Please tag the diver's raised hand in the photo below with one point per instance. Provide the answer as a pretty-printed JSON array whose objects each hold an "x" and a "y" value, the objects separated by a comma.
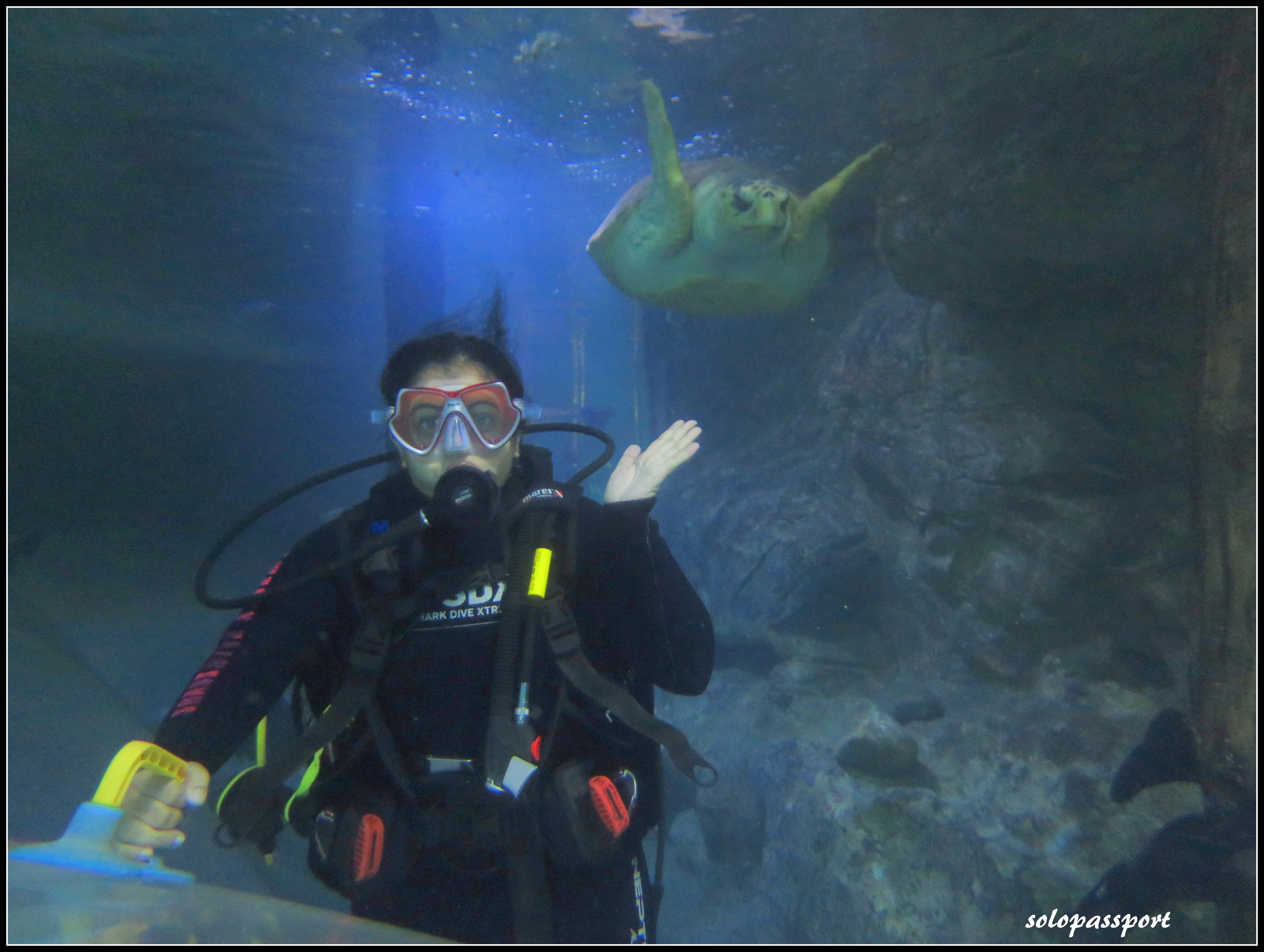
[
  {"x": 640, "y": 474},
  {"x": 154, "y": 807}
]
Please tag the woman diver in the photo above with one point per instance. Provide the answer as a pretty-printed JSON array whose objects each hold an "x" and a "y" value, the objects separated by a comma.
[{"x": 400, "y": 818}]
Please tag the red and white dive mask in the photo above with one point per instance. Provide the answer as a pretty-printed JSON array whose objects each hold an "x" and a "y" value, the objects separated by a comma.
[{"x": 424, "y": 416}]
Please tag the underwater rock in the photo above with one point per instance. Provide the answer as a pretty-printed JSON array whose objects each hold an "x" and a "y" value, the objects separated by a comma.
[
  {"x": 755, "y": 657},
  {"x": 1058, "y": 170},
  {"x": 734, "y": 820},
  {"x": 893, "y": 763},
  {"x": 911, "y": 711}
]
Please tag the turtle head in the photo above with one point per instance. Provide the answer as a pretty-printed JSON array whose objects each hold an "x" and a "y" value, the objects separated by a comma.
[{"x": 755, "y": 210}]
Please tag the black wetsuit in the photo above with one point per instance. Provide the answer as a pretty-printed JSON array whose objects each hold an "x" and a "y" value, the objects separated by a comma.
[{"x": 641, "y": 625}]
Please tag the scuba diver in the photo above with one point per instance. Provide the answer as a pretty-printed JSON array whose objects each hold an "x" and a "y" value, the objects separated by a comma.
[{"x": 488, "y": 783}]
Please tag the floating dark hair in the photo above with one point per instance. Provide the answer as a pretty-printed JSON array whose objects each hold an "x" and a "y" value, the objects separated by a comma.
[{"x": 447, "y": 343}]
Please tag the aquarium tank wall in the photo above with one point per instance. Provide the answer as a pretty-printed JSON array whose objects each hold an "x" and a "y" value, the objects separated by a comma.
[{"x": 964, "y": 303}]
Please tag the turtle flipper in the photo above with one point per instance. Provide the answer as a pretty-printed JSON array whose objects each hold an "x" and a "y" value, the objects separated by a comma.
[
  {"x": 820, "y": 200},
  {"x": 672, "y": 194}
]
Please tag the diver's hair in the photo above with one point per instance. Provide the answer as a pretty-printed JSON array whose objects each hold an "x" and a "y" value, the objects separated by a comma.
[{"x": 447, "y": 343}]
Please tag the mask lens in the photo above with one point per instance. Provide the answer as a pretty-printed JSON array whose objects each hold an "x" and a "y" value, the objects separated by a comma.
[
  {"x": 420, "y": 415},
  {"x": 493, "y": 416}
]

__Given problem__.
Print from the line containing "Please tag the scuba" to the last line above, exactly as written.

__Reply to the task__.
Please tag the scuba diver in the photo above with one point per instance. Provide the answer as a pretty-printed JSON array whose objects each hold an "x" and a "y" value, the objects separated by a comma.
[{"x": 488, "y": 783}]
Please tag the floating dark hair in the photo above with one point per instance. Provide the answer as a pretty-printed JSON array whose objects each hold an "x" and a "y" value, the objects separated by a comma.
[{"x": 447, "y": 343}]
Please tag the aquarium tank wall in the photo above with one point per instance. Provide the answer as a pretty-printed JSON array whose objects each hold an "x" and a "y" value, the objects separated by a comma.
[{"x": 964, "y": 303}]
Please tag the turtle flipper in the photo above with one point per instance. Provide the answer as a pretty-printed JSON array whose objects each hold an "x" and a "y" value, the objects separated by a comma.
[
  {"x": 820, "y": 200},
  {"x": 672, "y": 194}
]
Please tag the diver's hair in the photo above with one point per instance. Provide the answer as a pretty-printed JSON array whose objects each hold an "x" and a "y" value, the objects separated by a comma.
[{"x": 447, "y": 343}]
Please tag the mask lens in the photo above with one point per instance. Provide the answer as a pretty-printed JSON array whose objects each hold an "x" and a "y" value, the objects separated by a comma.
[
  {"x": 420, "y": 415},
  {"x": 493, "y": 416}
]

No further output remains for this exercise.